Your instructions
From the data below, report how many lines contain the word "jersey", giving the number and nothing else.

• • • •

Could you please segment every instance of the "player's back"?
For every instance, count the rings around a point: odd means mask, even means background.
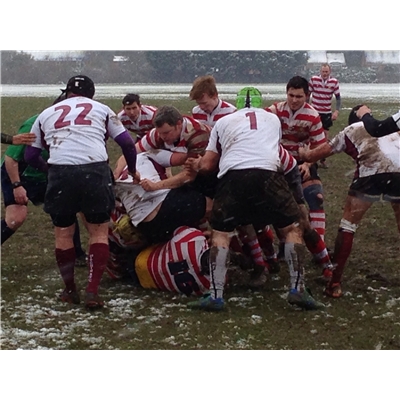
[[[281,140],[279,118],[261,108],[244,108],[220,119],[210,142],[221,146],[221,175],[226,169],[261,168],[277,171]]]

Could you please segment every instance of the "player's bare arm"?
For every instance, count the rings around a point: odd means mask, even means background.
[[[18,162],[6,155],[4,158],[4,164],[11,183],[20,182],[21,179],[18,172]],[[29,199],[23,186],[15,187],[13,189],[13,194],[17,204],[26,205],[28,203]]]
[[[171,177],[162,179],[158,182],[153,182],[149,179],[142,179],[140,181],[140,186],[142,186],[142,188],[147,192],[153,192],[161,189],[175,189],[183,186],[186,183],[193,182],[196,178],[196,175],[196,172],[191,172],[185,168],[176,175],[172,175]]]
[[[300,159],[308,163],[317,162],[321,158],[326,158],[329,157],[330,155],[332,155],[332,148],[329,143],[323,143],[318,147],[315,147],[313,150],[310,149],[309,145],[304,147],[299,147]]]

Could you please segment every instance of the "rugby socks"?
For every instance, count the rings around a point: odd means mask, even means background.
[[[3,244],[9,237],[14,235],[16,231],[8,227],[6,220],[1,220],[1,244]]]
[[[95,293],[99,289],[101,277],[106,269],[110,249],[108,244],[94,243],[89,247],[89,277],[86,292]]]
[[[353,247],[354,232],[339,230],[335,241],[335,252],[332,257],[335,269],[333,270],[331,283],[340,283],[344,266],[350,256]]]
[[[210,295],[222,299],[228,271],[229,249],[213,246],[210,249]]]
[[[290,289],[304,291],[305,246],[299,243],[285,243],[285,260],[289,266]]]
[[[58,265],[58,269],[60,270],[61,278],[65,283],[65,287],[69,292],[75,292],[75,277],[74,277],[74,269],[75,269],[75,249],[67,249],[55,250],[56,261]]]
[[[264,267],[268,268],[268,264],[264,260],[263,251],[257,237],[251,239],[248,236],[241,236],[240,239],[245,245],[248,246],[250,257],[253,262],[257,265],[263,265]]]
[[[324,268],[333,268],[326,244],[318,232],[315,229],[304,232],[303,238],[307,249],[312,253],[316,261]]]
[[[268,259],[277,260],[277,254],[274,247],[274,232],[267,225],[261,232],[257,232],[257,239],[265,257]]]
[[[237,234],[232,236],[229,247],[235,253],[243,253],[243,243],[241,242]]]
[[[321,239],[325,240],[325,210],[323,208],[310,210],[310,225],[318,232]]]

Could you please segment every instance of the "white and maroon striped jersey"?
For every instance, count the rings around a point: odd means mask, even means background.
[[[194,119],[202,121],[212,128],[220,118],[235,111],[236,107],[234,105],[219,99],[217,107],[215,107],[211,114],[204,112],[199,106],[195,106],[192,109],[192,116]]]
[[[296,112],[293,112],[286,101],[274,103],[265,110],[275,114],[282,124],[282,146],[292,156],[299,159],[299,143],[310,144],[310,147],[319,146],[326,142],[324,128],[318,112],[308,103],[304,103]]]
[[[164,149],[172,152],[187,153],[188,157],[203,155],[210,137],[211,128],[195,120],[184,116],[180,138],[172,145],[166,144],[158,135],[157,128],[153,128],[139,142],[141,151]]]
[[[321,114],[332,112],[332,96],[340,96],[339,81],[331,76],[324,81],[321,76],[312,76],[308,83],[311,105]]]
[[[280,170],[281,135],[279,119],[262,108],[243,108],[221,118],[207,146],[207,151],[220,154],[218,178],[229,170]]]
[[[400,173],[400,135],[395,132],[379,138],[365,130],[363,122],[356,122],[329,140],[333,153],[344,152],[356,163],[354,178]]]
[[[49,150],[49,164],[91,164],[108,161],[107,138],[125,131],[110,107],[73,96],[39,114],[31,130],[36,134],[32,146]]]
[[[141,179],[159,182],[165,179],[165,169],[150,159],[146,153],[139,153],[136,159],[136,170]],[[170,189],[146,191],[140,185],[133,184],[128,174],[128,167],[122,171],[115,184],[115,195],[123,204],[134,226],[138,226],[167,197]]]
[[[118,118],[121,120],[125,128],[136,134],[137,140],[141,139],[148,131],[154,128],[153,119],[157,108],[142,104],[140,106],[140,114],[136,121],[132,121],[124,110],[118,113]]]
[[[210,281],[201,272],[200,260],[208,248],[207,238],[199,230],[177,228],[170,241],[156,245],[147,257],[147,269],[155,285],[186,295],[205,293]],[[138,277],[140,280],[140,274]]]

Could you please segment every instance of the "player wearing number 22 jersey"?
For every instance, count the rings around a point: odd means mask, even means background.
[[[95,87],[89,77],[73,76],[64,92],[66,100],[37,117],[32,126],[36,140],[26,149],[25,160],[32,166],[47,167],[40,153],[44,147],[49,150],[44,211],[55,226],[56,261],[65,284],[60,299],[80,302],[74,280],[76,255],[72,236],[76,213],[82,212],[90,243],[85,305],[100,308],[104,302],[98,296],[98,288],[109,256],[105,238],[115,207],[106,140],[111,137],[121,147],[131,174],[136,173],[135,142],[115,112],[93,100]]]

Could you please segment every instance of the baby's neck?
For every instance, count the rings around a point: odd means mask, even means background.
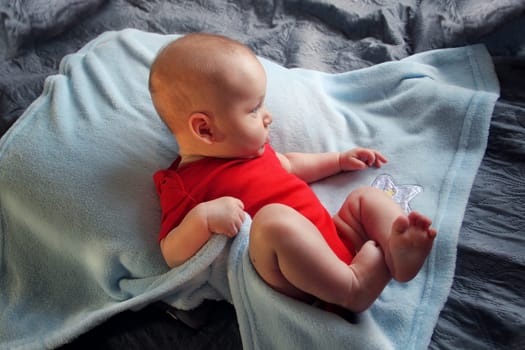
[[[196,161],[198,161],[200,159],[206,158],[205,156],[201,156],[201,155],[179,154],[179,156],[180,156],[179,166],[190,164],[190,163],[196,162]]]

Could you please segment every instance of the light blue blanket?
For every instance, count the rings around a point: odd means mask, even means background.
[[[153,110],[147,77],[173,38],[101,35],[63,60],[1,139],[0,348],[56,347],[126,309],[155,300],[189,309],[206,298],[234,304],[245,349],[425,348],[450,289],[498,97],[485,48],[335,75],[262,60],[277,150],[360,145],[389,159],[379,171],[315,184],[330,211],[352,188],[389,179],[387,190],[439,231],[420,274],[390,283],[353,324],[258,278],[247,258],[249,219],[235,239],[213,237],[183,266],[163,263],[152,174],[171,163],[177,145]]]

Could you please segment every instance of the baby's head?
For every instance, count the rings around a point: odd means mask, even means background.
[[[266,142],[271,123],[263,106],[266,74],[237,41],[189,34],[171,42],[152,64],[149,88],[181,153],[245,156]]]

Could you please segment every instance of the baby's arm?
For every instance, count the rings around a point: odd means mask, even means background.
[[[233,197],[221,197],[196,205],[160,242],[160,249],[168,266],[182,265],[214,233],[235,236],[244,221],[243,209],[243,203]]]
[[[386,163],[386,158],[376,150],[353,148],[345,152],[325,153],[277,153],[283,167],[310,183],[341,171],[361,170],[371,166],[377,168]]]

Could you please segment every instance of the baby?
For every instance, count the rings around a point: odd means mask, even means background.
[[[371,187],[348,195],[335,216],[308,183],[380,167],[376,150],[275,152],[268,142],[266,74],[241,43],[190,34],[164,47],[151,67],[155,108],[180,152],[154,175],[162,207],[160,247],[170,267],[191,258],[213,234],[233,237],[252,218],[249,256],[275,290],[345,309],[367,309],[394,278],[420,270],[436,230],[404,214]]]

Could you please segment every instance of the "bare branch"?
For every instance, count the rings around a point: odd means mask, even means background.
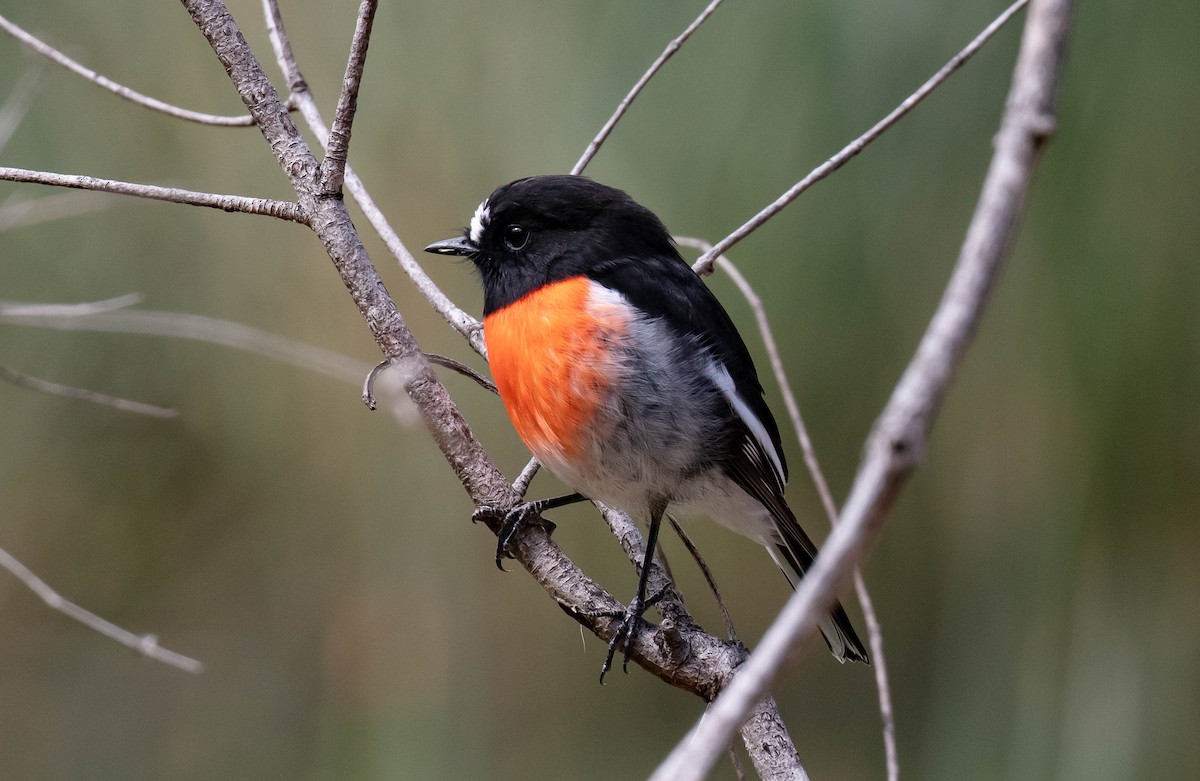
[[[694,239],[688,236],[676,236],[675,241],[685,247],[693,247],[701,252],[708,252],[712,249],[712,245],[703,239]],[[767,319],[767,310],[763,306],[762,299],[751,287],[750,282],[742,275],[737,266],[733,264],[727,256],[718,255],[717,265],[721,270],[729,275],[733,283],[741,291],[742,297],[750,305],[750,310],[754,313],[754,318],[758,323],[758,332],[762,337],[763,345],[766,347],[767,356],[771,363],[771,371],[775,375],[775,382],[779,386],[780,393],[783,395],[784,407],[787,408],[788,418],[792,421],[792,428],[796,431],[796,438],[800,442],[800,452],[804,455],[804,464],[808,468],[809,475],[812,476],[813,485],[817,489],[817,495],[821,498],[821,504],[825,508],[825,514],[829,518],[830,525],[837,523],[838,509],[837,503],[833,500],[833,492],[829,490],[829,483],[825,480],[825,472],[821,469],[821,462],[817,459],[816,449],[813,447],[812,439],[808,436],[808,427],[804,425],[804,418],[800,414],[800,405],[796,401],[796,394],[792,391],[792,384],[788,380],[787,371],[783,367],[783,358],[779,355],[779,346],[775,343],[775,334],[771,329],[771,323]],[[879,716],[883,723],[883,750],[887,763],[888,781],[897,781],[900,777],[900,760],[899,752],[896,748],[896,718],[892,708],[892,690],[888,680],[888,665],[887,656],[883,651],[883,630],[879,624],[879,617],[875,613],[875,603],[871,599],[871,593],[867,589],[867,582],[863,579],[862,572],[855,567],[854,569],[854,590],[858,595],[858,602],[862,606],[863,618],[867,622],[867,642],[871,646],[871,666],[875,670],[875,688],[879,695]]]
[[[123,84],[118,84],[112,79],[96,73],[96,71],[88,68],[85,65],[79,64],[75,60],[60,52],[58,49],[54,48],[40,38],[29,34],[25,30],[10,22],[8,19],[5,19],[3,16],[0,16],[0,30],[4,30],[4,32],[11,35],[13,38],[16,38],[18,41],[25,44],[30,49],[33,49],[35,52],[51,62],[61,65],[77,76],[82,76],[96,86],[103,87],[114,95],[125,98],[128,101],[132,101],[139,106],[145,106],[148,109],[158,111],[168,116],[172,116],[177,119],[185,119],[188,122],[196,122],[201,125],[249,127],[250,125],[254,124],[254,119],[247,114],[241,114],[238,116],[203,114],[199,111],[191,111],[190,109],[173,106],[170,103],[164,103],[163,101],[158,100],[157,98],[152,98],[149,95],[143,95],[136,90],[130,89]]]
[[[178,667],[185,672],[198,673],[204,670],[204,665],[201,662],[160,646],[158,644],[158,637],[155,635],[135,635],[133,632],[122,629],[114,623],[105,621],[95,613],[84,610],[74,602],[64,599],[58,592],[50,588],[44,580],[33,574],[28,567],[13,558],[12,554],[3,548],[0,548],[0,567],[11,572],[17,580],[24,583],[30,591],[37,594],[51,608],[75,619],[90,629],[94,629],[105,637],[116,640],[121,645],[132,648],[143,656],[148,656],[151,659],[160,661],[163,664],[169,664],[172,667]]]
[[[802,192],[812,187],[825,177],[829,176],[837,169],[841,168],[850,161],[850,158],[857,155],[859,152],[865,149],[868,144],[883,135],[888,128],[903,119],[904,116],[908,114],[908,112],[912,111],[918,103],[928,97],[929,93],[941,86],[942,82],[950,78],[950,76],[953,75],[953,73],[960,67],[962,67],[967,60],[971,59],[975,52],[979,51],[979,49],[982,48],[983,45],[987,43],[988,40],[1005,25],[1005,23],[1007,23],[1008,20],[1017,13],[1017,11],[1024,8],[1028,2],[1029,0],[1017,0],[1015,3],[1010,5],[1004,11],[1004,13],[997,16],[991,24],[983,29],[983,32],[981,32],[973,41],[967,44],[962,51],[951,57],[950,61],[942,66],[941,70],[939,70],[932,77],[930,77],[928,81],[922,84],[920,89],[905,98],[904,102],[893,109],[890,114],[876,122],[875,125],[866,133],[863,133],[861,136],[844,146],[836,155],[814,168],[812,173],[801,179],[799,182],[796,182],[796,184],[792,185],[791,189],[775,199],[771,205],[767,206],[758,214],[751,217],[745,225],[717,242],[716,246],[714,246],[708,252],[705,252],[704,255],[701,256],[701,258],[692,266],[692,268],[696,269],[696,273],[700,274],[701,276],[709,274],[712,271],[713,259],[716,258],[717,255],[728,252],[734,244],[737,244],[739,241],[758,230],[763,223],[774,217],[779,212],[783,211],[784,207],[796,200],[796,198],[798,198]]]
[[[332,197],[342,192],[346,177],[346,156],[350,151],[350,128],[358,110],[358,89],[362,85],[363,67],[367,61],[367,46],[371,42],[371,25],[375,21],[378,0],[362,0],[358,7],[358,22],[350,42],[350,59],[342,78],[342,93],[333,112],[333,127],[325,144],[325,159],[321,162],[321,194]]]
[[[687,29],[679,34],[678,38],[667,44],[667,48],[663,49],[663,53],[658,55],[658,59],[651,63],[650,68],[643,73],[642,77],[637,80],[636,84],[633,85],[633,89],[629,90],[629,94],[626,95],[624,99],[617,105],[617,110],[614,111],[613,115],[608,118],[607,122],[604,123],[604,127],[600,128],[600,132],[596,134],[594,139],[592,139],[592,143],[588,144],[587,149],[585,149],[583,152],[583,157],[580,157],[579,162],[575,163],[575,167],[571,169],[572,174],[578,175],[583,173],[583,169],[587,168],[587,164],[590,163],[592,158],[596,156],[596,152],[600,151],[600,145],[603,144],[605,139],[608,138],[608,135],[612,133],[613,128],[615,128],[617,123],[621,121],[621,117],[625,116],[625,112],[629,110],[629,106],[631,103],[633,103],[634,98],[636,98],[641,91],[645,89],[646,85],[650,83],[650,79],[654,78],[654,75],[658,73],[663,65],[666,64],[667,60],[671,59],[675,52],[679,51],[679,47],[683,46],[684,42],[687,41],[688,38],[692,37],[692,33],[696,32],[697,28],[704,24],[704,21],[708,19],[708,17],[712,16],[713,11],[717,10],[717,6],[720,4],[721,0],[712,0],[712,2],[709,3],[708,6],[700,13],[700,15],[697,16],[695,20],[687,26]]]
[[[143,404],[140,401],[130,401],[129,399],[118,398],[117,396],[109,396],[104,393],[88,390],[87,388],[75,388],[70,385],[60,385],[57,382],[31,377],[28,374],[9,368],[8,366],[0,366],[0,380],[5,380],[13,385],[20,385],[24,388],[39,391],[41,393],[49,393],[51,396],[63,396],[68,399],[81,399],[82,401],[90,401],[93,404],[99,404],[105,407],[112,407],[123,412],[136,412],[139,415],[149,415],[153,418],[176,418],[179,417],[179,411],[169,409],[167,407],[158,407],[154,404]]]
[[[818,617],[862,560],[916,468],[1012,243],[1038,153],[1053,132],[1070,13],[1070,0],[1031,4],[996,150],[954,273],[916,354],[875,423],[841,521],[758,650],[652,781],[707,775],[729,736],[814,634]]]
[[[191,206],[206,206],[210,209],[220,209],[227,212],[258,214],[290,222],[304,223],[307,220],[304,210],[298,204],[289,201],[275,201],[270,198],[247,198],[242,195],[201,193],[193,190],[181,190],[178,187],[159,187],[153,184],[121,182],[115,179],[98,179],[94,176],[80,176],[76,174],[56,174],[49,171],[30,171],[26,168],[8,168],[5,166],[0,166],[0,180],[25,182],[28,184],[46,184],[54,187],[72,187],[77,190],[96,190],[104,193],[116,193],[117,195],[131,195],[135,198],[149,198],[155,201],[184,203]]]
[[[713,577],[712,570],[708,568],[708,562],[700,555],[700,549],[696,547],[696,543],[692,542],[692,538],[679,525],[679,521],[675,520],[672,515],[667,516],[667,522],[671,524],[671,528],[679,535],[679,539],[683,542],[683,547],[687,548],[687,552],[692,555],[692,559],[696,562],[696,566],[700,568],[700,574],[704,576],[704,581],[708,583],[708,590],[712,592],[713,599],[717,602],[717,609],[721,611],[721,621],[725,624],[725,636],[730,642],[740,643],[738,639],[737,629],[733,626],[733,617],[729,615],[729,608],[725,607],[725,598],[721,596],[721,589],[717,587],[717,579]],[[736,754],[734,756],[737,756]]]
[[[316,135],[317,140],[322,146],[328,143],[329,128],[325,124],[325,120],[321,117],[321,111],[317,107],[316,99],[312,92],[309,91],[308,82],[300,73],[300,68],[296,64],[296,59],[292,55],[292,44],[288,38],[287,30],[283,26],[283,16],[279,11],[279,5],[275,0],[263,0],[263,14],[266,18],[268,37],[271,40],[271,45],[275,50],[275,58],[279,63],[280,70],[283,71],[284,78],[287,80],[288,88],[292,90],[292,101],[297,104],[301,115],[304,117],[305,123],[309,129]],[[434,281],[425,273],[425,269],[417,262],[408,248],[404,246],[404,242],[400,240],[400,236],[388,223],[387,217],[383,211],[375,204],[371,198],[371,194],[367,191],[366,185],[362,179],[358,177],[352,166],[346,167],[346,189],[350,191],[350,196],[358,204],[359,208],[367,217],[367,221],[371,223],[371,227],[383,240],[384,245],[388,248],[388,252],[400,264],[401,270],[408,275],[412,280],[413,286],[417,292],[425,297],[425,300],[434,308],[434,310],[445,318],[450,327],[457,331],[476,353],[487,357],[487,347],[483,341],[483,325],[471,315],[463,311],[457,304],[441,291]]]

• • • •

Reply
2